* [RECORDS FOR THE EXERCISE]:

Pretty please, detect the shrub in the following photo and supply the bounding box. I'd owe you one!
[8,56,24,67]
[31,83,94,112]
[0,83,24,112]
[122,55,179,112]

* [WHAT YOU NEED TO DO]:
Give the listing again, exactly as it was written.

* [OUTPUT FOR THIS TASK]:
Pretty please, detect the shrub in the following photo and supply the bounding box. I'd owe you one!
[8,56,24,67]
[31,83,94,112]
[0,83,24,112]
[122,55,179,112]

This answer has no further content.